-- START Text passage --

POUAKAI TARNS WALK – Epic Mount Taranaki Reflection Lake

The Pouakai Tarns walk is a 12.5 km out and back day hike to the beautiful reflective tarn with Mount Taranaki in the background. This famous photo spot with spectacular views is absolutely breathtaking, but only with the right conditions. You will have to be lucky to get the perfect conditions though. No (mid-high) clouds, almost no wind and some beautiful sunrise or sunset colours can add that extra bit of magic. 

The Pouakai Tarns walk itself is pretty easy and straightforward with only 800 meters elevation gain over 6 kilometers. The well maintained boardwalk will keep your shoes dry and protects the fragile environment. So the hardest part is to predict the weather and get the very best circumstances. That’s why we will share with you what to look for to predict the weather circumstances and our experience along the Pouakai Tarns walk.

-- END Text passage --

Problem 1
According to the Pouakai Tarns passage, how much elevation does the walk gain, and over what distance?
Problem 2
Copy word for word the part of the Pouakai Tarns passage from "The Pouakai Tarns walk itself" up to and including "Pouakai Tarns walk.".
You won't need the lines that come after this passage.

-- START Given records --

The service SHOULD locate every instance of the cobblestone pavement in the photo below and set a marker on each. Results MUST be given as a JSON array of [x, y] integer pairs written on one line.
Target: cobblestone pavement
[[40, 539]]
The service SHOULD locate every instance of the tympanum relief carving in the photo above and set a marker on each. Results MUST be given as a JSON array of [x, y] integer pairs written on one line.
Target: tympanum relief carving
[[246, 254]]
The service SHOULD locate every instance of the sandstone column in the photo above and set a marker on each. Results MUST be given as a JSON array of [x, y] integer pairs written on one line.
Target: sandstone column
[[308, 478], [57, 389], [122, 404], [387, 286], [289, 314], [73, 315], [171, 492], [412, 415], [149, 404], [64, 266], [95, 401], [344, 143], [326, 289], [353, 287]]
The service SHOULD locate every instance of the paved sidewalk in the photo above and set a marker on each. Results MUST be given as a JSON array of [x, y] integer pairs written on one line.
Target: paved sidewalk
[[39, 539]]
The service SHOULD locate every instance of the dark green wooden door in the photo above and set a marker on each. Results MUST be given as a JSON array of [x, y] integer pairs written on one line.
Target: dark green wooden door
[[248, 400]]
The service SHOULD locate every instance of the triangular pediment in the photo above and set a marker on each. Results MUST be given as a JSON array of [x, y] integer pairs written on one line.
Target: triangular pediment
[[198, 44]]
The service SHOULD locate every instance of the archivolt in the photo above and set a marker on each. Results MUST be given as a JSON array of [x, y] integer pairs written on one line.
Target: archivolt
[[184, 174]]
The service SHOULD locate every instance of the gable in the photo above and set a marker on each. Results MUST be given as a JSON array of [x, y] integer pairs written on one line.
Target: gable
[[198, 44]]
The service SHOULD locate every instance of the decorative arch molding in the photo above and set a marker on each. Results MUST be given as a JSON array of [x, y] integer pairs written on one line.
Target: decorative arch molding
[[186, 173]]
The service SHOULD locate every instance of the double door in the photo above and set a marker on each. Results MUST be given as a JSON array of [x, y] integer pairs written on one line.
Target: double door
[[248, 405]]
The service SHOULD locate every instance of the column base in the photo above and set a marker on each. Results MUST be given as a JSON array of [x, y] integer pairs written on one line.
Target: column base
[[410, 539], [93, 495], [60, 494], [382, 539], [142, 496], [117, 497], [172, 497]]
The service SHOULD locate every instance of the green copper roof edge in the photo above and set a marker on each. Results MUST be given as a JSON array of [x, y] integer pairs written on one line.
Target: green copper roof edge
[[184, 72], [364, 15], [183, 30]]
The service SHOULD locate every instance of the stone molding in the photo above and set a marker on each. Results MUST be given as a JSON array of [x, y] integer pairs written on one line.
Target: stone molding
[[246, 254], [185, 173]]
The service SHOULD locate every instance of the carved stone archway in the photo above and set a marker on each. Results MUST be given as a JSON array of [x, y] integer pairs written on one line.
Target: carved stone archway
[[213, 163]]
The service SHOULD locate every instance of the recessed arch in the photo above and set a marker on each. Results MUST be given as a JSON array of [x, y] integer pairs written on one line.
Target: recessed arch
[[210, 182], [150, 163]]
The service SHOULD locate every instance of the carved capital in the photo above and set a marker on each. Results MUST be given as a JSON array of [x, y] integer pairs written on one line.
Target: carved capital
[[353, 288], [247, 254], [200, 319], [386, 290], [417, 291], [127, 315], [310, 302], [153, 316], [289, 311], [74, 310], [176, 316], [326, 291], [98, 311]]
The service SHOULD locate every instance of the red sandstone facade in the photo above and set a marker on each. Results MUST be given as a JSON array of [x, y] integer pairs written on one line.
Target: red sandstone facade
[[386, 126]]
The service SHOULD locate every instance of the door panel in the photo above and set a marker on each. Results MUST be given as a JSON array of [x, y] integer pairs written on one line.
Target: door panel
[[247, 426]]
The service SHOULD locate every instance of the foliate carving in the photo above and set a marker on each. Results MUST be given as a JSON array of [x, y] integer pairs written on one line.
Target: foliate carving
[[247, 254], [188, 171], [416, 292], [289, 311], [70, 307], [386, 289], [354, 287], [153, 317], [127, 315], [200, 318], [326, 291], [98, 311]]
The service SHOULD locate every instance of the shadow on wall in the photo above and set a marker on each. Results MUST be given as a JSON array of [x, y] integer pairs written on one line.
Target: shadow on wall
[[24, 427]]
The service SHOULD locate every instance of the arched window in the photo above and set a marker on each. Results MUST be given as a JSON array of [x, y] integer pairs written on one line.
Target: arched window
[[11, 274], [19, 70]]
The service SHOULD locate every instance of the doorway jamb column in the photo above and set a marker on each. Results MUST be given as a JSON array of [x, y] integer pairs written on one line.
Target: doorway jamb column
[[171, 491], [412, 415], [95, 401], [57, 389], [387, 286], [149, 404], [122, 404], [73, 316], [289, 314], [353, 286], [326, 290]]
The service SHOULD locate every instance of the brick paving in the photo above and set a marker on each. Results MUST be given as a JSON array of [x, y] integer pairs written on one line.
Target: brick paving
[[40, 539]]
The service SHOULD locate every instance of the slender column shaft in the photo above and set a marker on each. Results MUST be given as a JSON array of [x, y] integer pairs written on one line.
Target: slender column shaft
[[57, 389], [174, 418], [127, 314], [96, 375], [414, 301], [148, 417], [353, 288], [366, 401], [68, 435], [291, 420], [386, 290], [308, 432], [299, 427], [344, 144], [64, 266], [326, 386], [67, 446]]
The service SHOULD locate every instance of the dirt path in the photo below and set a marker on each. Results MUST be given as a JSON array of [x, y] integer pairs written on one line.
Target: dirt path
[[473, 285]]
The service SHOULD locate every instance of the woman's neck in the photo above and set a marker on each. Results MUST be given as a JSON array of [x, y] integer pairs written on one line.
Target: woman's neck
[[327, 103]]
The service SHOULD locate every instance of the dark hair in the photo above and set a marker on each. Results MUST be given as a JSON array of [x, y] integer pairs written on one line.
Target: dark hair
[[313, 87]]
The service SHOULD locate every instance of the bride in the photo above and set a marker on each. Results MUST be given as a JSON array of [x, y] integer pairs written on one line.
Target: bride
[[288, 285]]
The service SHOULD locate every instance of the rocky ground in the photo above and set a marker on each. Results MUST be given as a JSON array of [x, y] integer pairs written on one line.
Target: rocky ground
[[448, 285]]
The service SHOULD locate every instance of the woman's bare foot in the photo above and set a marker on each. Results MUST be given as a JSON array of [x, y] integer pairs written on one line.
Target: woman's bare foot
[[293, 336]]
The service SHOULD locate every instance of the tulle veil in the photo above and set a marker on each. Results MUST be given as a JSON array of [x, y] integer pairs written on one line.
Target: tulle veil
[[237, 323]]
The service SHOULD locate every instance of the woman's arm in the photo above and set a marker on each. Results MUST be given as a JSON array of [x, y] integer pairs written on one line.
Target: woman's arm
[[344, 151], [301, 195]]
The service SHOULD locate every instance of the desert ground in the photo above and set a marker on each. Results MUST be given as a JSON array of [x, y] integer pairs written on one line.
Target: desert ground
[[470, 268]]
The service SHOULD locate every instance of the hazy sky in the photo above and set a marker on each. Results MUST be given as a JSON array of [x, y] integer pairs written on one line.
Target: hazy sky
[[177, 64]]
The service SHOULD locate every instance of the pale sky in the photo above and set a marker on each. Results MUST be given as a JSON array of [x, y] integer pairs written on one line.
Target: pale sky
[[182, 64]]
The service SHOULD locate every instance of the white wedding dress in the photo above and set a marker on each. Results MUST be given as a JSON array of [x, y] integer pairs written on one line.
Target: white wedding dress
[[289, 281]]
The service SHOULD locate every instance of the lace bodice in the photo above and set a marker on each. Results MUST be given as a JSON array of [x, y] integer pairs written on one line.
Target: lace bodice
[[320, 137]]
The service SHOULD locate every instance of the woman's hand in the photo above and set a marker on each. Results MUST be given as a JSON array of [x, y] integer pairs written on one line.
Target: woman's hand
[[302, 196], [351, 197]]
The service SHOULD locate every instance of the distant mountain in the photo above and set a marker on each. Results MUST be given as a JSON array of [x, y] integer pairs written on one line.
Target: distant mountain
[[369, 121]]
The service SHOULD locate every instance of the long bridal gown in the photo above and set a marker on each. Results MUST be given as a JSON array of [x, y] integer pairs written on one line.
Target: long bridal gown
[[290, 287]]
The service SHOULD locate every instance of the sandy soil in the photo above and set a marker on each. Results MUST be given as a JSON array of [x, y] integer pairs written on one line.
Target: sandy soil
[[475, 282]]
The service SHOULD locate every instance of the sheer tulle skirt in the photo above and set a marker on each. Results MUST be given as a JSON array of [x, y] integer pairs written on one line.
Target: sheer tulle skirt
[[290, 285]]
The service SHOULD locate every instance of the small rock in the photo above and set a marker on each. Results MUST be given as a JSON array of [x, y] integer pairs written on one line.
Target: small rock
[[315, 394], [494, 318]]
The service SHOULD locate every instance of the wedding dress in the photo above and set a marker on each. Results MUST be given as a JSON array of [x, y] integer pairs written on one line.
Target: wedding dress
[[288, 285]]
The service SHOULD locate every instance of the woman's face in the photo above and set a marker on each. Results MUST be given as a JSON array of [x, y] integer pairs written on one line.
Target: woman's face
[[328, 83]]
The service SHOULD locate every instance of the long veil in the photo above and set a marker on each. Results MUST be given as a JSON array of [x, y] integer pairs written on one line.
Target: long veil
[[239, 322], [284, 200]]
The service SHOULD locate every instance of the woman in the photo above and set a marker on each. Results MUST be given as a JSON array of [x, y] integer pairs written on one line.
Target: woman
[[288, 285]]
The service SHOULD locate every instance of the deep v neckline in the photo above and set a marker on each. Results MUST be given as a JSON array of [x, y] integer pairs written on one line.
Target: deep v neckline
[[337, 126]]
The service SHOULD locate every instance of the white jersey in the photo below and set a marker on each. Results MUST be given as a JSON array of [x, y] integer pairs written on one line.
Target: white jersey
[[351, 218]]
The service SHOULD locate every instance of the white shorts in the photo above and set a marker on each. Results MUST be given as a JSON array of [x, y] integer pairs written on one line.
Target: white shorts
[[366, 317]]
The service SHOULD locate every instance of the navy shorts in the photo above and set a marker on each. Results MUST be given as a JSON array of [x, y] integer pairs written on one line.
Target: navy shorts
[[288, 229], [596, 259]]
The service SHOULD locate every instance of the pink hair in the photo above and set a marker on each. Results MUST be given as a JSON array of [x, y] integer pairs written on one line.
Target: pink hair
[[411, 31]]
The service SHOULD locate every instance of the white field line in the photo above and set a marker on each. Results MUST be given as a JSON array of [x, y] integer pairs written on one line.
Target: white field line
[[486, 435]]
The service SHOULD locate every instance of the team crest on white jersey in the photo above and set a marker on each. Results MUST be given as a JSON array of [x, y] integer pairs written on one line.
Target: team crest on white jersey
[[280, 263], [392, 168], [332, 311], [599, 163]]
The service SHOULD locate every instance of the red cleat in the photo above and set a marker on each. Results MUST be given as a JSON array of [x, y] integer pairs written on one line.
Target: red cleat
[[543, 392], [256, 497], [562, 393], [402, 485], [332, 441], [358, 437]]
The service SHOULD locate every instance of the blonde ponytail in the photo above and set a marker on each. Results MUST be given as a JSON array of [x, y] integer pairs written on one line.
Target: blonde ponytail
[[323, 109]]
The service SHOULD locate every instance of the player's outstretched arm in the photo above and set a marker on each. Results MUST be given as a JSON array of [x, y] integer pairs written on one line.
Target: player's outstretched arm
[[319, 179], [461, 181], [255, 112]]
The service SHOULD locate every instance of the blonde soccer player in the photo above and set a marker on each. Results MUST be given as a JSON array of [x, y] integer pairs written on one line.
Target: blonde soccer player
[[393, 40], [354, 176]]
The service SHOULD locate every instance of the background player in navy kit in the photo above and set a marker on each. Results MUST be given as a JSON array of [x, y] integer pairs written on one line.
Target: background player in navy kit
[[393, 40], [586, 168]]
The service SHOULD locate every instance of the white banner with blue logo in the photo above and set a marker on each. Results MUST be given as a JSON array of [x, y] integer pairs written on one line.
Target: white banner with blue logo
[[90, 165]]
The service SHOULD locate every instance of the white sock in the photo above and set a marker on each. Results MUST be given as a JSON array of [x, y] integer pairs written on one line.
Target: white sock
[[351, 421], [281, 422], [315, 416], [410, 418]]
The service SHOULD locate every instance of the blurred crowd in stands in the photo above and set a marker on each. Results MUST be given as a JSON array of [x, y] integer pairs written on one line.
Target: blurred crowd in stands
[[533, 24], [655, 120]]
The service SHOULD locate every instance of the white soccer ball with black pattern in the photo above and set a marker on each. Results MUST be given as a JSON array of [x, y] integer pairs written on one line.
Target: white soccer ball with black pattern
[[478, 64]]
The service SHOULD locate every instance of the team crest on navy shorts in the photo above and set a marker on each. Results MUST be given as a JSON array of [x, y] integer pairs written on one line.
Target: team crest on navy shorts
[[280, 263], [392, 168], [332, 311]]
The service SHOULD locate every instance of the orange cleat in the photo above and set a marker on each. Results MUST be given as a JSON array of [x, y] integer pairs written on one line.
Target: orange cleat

-- END Given records --

Task response 1
800 meters over 6 kilometers.

Task response 2
The Pouakai Tarns walk itself is pretty easy and straightforward with only 800 meters elevation gain over 6 kilometers. The well maintained boardwalk will keep your shoes dry and protects the fragile environment. So the hardest part is to predict the weather and get the very best circumstances. That’s why we will share with you what to look for to predict the weather circumstances and our experience along the Pouakai Tarns walk.